Your tasks:
**A)** According to the passage on rare mutations in schizophrenia, how many of the 54 disruptive mutations belong to a single gene network?
**B)** Carry on the passage about Mary-Claire King's schizophrenia research, starting after its final sentence.
+++ Selected passage +++
From The Quarterly, Spring 2014

Mary-Claire King calls it her “Anna Karenina Hypothesis.” Just as Tolstoy observed that “every unhappy family is unhappy in its own way,” recent results that she and colleagues have obtained suggest that someone who sustains a potentially disease-causing de novo gene mutation is quite possibly the only person in the world with precisely that mutation.  

Incredible as this sounds, it is likely true. Dr. King describes this class of very rare disruptive mutations in her most recent schizophrenia study (published in Cell in 2013) as “essentially private mutations,” so specific are they to those who have them. “We found 55 affected people had 54 different disruptive mutations,” she says. That is, only 1 of the 55 was seen in more than one patient.

Does this mean that every person with schizophrenia caused by a new mutation will need a unique form of therapy to counter the mutated gene’s effects?

Almost certainly not, says Dr. King. “Many thousands of different loss-of-[biological]-function mutations* within the BRCA1 and BRCA2 genes have been identified,” she says. “At the level of individuals, all of these are rare, and each one confers substantially elevated risk for breast and ovarian cancer.” But all of these rare, “severe” mutations affect the same DNA repair pathway, she explains, which makes them targets for a single class of tailored medication (now in development).  

She strongly suspects there is an analogy with rare new mutations in schizophrenia that disrupt genes and may give rise to pathologies associated with the disease. “Of those 54 disruptive mutations I mentioned, 50 of them are components of a single network of genes that we were able to identify,” says Dr. King. “That network acts within the prefrontal cortex of the brain during late gestation. Activity in the network subsides after birth, but then increases again in late adolescence.”
+++ Entries supplied +++
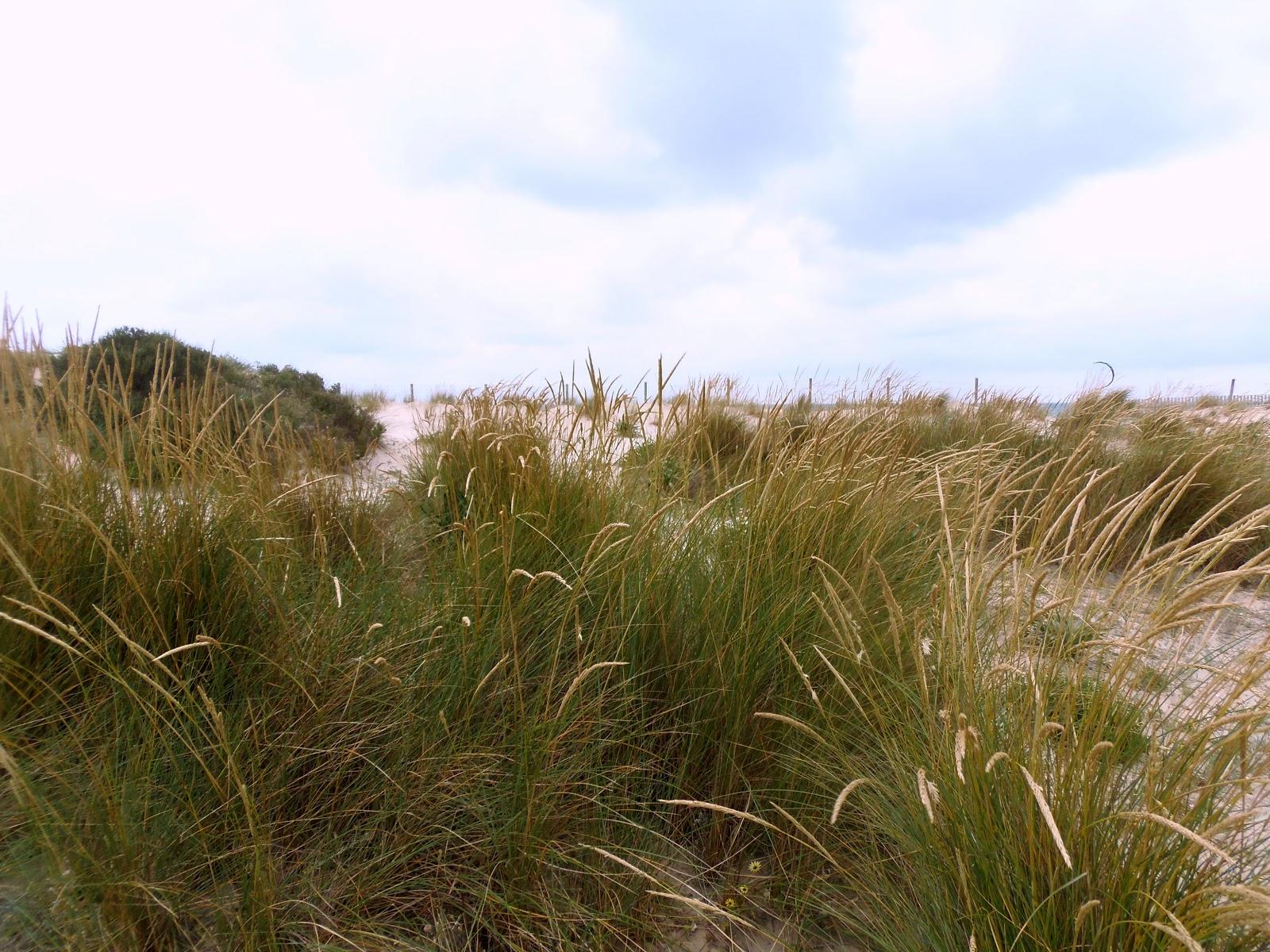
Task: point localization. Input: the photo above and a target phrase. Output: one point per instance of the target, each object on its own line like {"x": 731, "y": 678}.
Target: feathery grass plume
{"x": 1049, "y": 816}
{"x": 1180, "y": 831}
{"x": 842, "y": 797}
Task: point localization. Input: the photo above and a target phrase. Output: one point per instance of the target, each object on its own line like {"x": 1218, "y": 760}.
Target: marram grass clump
{"x": 892, "y": 676}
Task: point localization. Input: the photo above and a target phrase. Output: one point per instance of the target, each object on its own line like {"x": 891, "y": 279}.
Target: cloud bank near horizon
{"x": 451, "y": 194}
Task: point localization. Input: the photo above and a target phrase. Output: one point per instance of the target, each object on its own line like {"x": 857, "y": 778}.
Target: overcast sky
{"x": 451, "y": 194}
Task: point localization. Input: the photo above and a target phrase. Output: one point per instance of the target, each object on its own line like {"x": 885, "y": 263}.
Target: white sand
{"x": 403, "y": 425}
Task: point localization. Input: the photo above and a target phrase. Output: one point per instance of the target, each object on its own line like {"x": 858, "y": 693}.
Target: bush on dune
{"x": 156, "y": 368}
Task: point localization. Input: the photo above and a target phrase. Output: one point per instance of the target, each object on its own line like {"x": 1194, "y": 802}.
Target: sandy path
{"x": 403, "y": 425}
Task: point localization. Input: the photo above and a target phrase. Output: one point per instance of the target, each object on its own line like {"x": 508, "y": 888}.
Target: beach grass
{"x": 916, "y": 676}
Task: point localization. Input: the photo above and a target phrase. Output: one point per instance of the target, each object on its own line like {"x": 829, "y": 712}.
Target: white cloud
{"x": 357, "y": 190}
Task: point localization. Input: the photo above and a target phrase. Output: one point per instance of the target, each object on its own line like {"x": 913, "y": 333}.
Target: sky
{"x": 450, "y": 194}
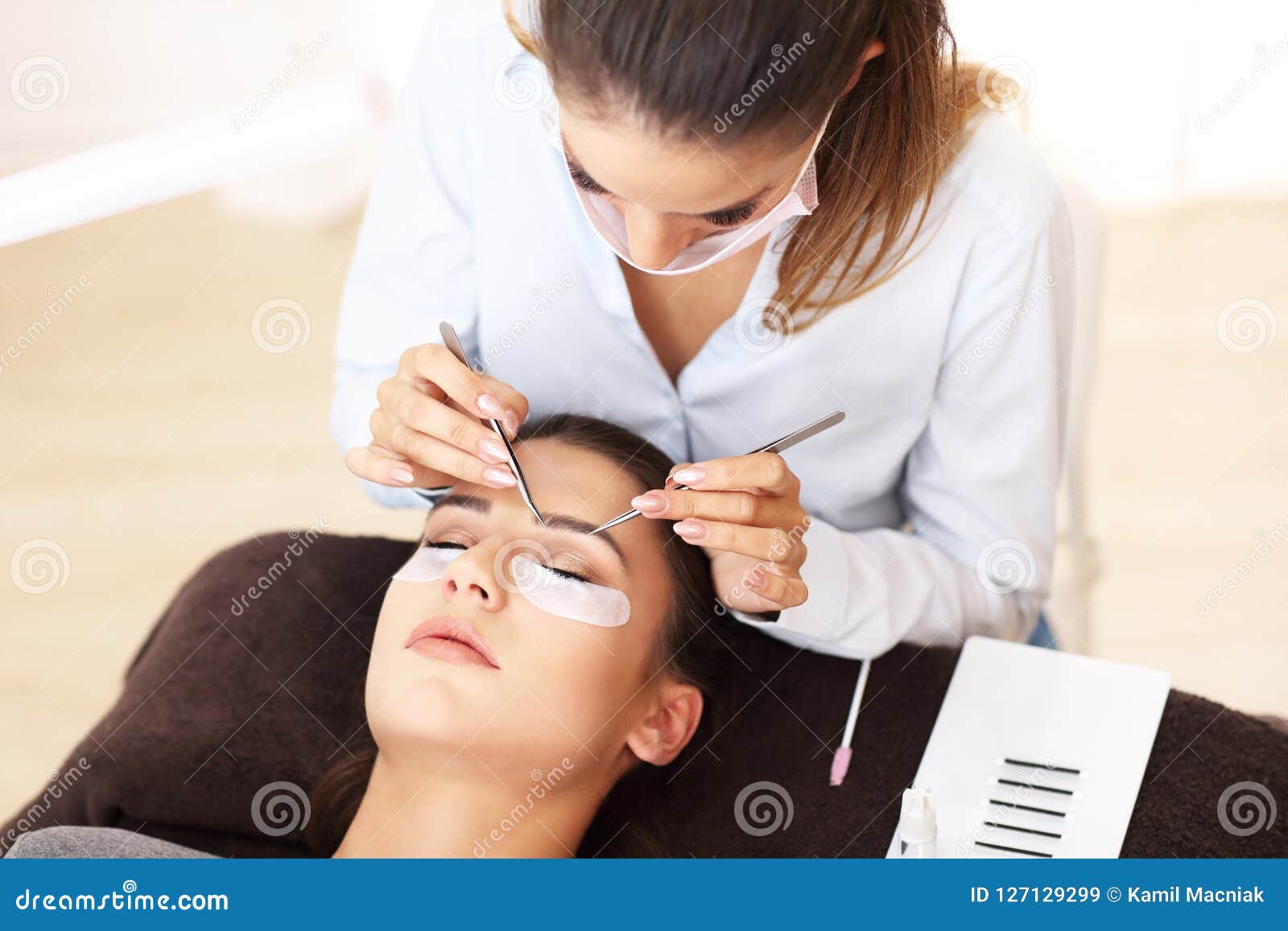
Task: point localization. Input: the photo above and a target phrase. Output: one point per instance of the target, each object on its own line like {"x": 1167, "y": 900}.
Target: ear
+++
Answers by task:
**A)** Fifty of the 54 disruptive mutations are components of that single network.

**B)**
These facts are a source of real hope. It may be true that new mutations are unique to each person, but the genes they are affecting “seem to feed into the same pathways, ones that are important as the brain develops and years later, around the time the behavioral symptoms of schizophrenia tend to emerge,” explains Dr. King. “Once we more fully understand the pathways into which these genes are merging, then wise neurobiologists and pharmacologists will be able to find entry points into them. This is how it has worked with the BRCA genes: knowing the genetics led pharmaceutical researchers to develop what are called PARP inhibitors,” which effectively treat the pathology caused by the BRCA mutations.

Dr. King predicts that “in the future there will be new classes of psychiatric medications; I think they will be pathway-defined; I think the pathways will be gene-defined, and the genes will be mutation-defined.”

Her lab’s current project is its most ambitious so far: looking at the DNA of every person recruited into a large NIMH-curated sample of schizophrenia patients and healthy controls. After fully sequencing 7,000 patient genomes and an equal number of controls, “we’ll be looking for genes and classes of genes affected by new mutations. The more we can find, the more we can contribute to knowledge about pathways, and thus bring us closer to pathway-specific medications.”